Dataset rows
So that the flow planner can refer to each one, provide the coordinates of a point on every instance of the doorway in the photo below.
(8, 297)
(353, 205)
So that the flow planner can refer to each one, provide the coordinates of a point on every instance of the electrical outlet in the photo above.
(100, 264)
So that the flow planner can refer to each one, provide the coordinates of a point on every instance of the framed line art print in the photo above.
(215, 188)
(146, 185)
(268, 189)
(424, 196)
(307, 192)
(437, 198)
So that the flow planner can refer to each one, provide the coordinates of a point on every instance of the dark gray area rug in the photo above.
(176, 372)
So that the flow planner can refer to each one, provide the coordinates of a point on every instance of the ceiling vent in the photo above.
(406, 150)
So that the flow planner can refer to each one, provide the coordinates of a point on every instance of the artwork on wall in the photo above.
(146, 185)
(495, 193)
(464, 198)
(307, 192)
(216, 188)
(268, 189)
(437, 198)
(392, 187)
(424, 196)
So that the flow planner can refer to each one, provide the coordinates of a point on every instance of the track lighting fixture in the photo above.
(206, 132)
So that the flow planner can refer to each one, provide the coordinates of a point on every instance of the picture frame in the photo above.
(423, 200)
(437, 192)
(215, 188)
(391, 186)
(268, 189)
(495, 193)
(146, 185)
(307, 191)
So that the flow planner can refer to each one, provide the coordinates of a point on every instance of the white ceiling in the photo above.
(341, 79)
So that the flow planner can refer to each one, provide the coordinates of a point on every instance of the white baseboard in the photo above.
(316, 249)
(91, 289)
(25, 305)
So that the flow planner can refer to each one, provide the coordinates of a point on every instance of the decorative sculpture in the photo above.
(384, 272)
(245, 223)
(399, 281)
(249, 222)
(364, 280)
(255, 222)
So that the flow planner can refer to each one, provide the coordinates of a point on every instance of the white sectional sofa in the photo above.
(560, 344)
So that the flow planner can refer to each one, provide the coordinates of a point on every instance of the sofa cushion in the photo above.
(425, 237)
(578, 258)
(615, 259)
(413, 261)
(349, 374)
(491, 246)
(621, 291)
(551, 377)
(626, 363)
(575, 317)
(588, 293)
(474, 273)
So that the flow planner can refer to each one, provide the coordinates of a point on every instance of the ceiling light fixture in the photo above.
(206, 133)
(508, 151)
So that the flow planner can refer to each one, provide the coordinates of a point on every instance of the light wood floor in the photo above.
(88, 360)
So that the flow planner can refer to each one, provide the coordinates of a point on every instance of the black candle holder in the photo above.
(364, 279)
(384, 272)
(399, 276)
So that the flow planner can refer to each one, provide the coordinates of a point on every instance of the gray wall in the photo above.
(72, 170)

Requirements:
Copy out each record exactly as given, omitting none.

Reply to the task:
So that the flow planner can refer to each one, provide the coordinates of a point on every instance of the doorway in the photo below.
(8, 297)
(353, 205)
So that the flow planner can refer to each one, provide the coordinates of a point on every instance of the electrical outlet in the photo above.
(100, 264)
So that the flow planner can refer to each one, provide the coordinates of a point on every instance of the framed line art print in the photo above.
(215, 188)
(146, 185)
(268, 189)
(424, 196)
(307, 192)
(437, 198)
So that the flow planner can refer to each one, provide the coordinates of a point on every instance of the dark gray area rug in the photo above.
(176, 372)
So that the flow planner can refer to each one, provide the coordinates of a point on every instance of the ceiling vent in the photo above.
(406, 150)
So that the flow planner can refer to each one, provide the coordinates of a point on every instance of the artwork on wall in the photo above.
(146, 185)
(495, 193)
(464, 198)
(307, 192)
(216, 188)
(268, 189)
(437, 198)
(392, 187)
(424, 196)
So that the flow planner can refer to each one, provide the coordinates of a point on every instance of the track lighting fixture in the photo above.
(206, 132)
So that the flow planner can refer to each one, provide the coordinates of a point on every instance of the picture frame in the photo above.
(423, 200)
(437, 192)
(215, 188)
(391, 186)
(268, 189)
(495, 193)
(146, 185)
(307, 191)
So that the flow planner can refer to each one, provide the coordinates of a point on every instance of the white ceiling in the photo above.
(341, 79)
So that the flow planner can refer to each one, provide the coordinates of a point on every instance of the white baseboard in the photo above.
(316, 249)
(91, 289)
(25, 305)
So that the flow planner can refer to each one, provide the coordinates of a point on every instance of the decorative sculpture in the photo above.
(384, 272)
(245, 223)
(399, 281)
(249, 222)
(364, 280)
(255, 222)
So that the flow planner can refer to each one, provide the coordinates of a point on every instance of the white sectional sofa in the photo above.
(560, 344)
So that the flow planner can refer to each one, provide the coordinates of a point on every instance of the sofa cushion in the photo above.
(425, 237)
(578, 258)
(615, 259)
(413, 261)
(349, 374)
(491, 246)
(621, 291)
(551, 377)
(626, 363)
(575, 317)
(588, 293)
(474, 273)
So that the flow planner can refer to each one, provide the coordinates of a point on every instance of the ceiling light fixture in the photo above.
(206, 133)
(508, 151)
So that the flow planner can refer to each one, provide the coordinates of a point on every instance of the light wood floor in the photo above.
(88, 360)
So that the flow planner can refer to each one, provide the coordinates of a point on every instance of the black candle holder in the photo above.
(364, 279)
(384, 272)
(399, 276)
So that the flow planner can refer to each one, provide the coordinates of a point on every instance of the gray wall in the photo above.
(72, 170)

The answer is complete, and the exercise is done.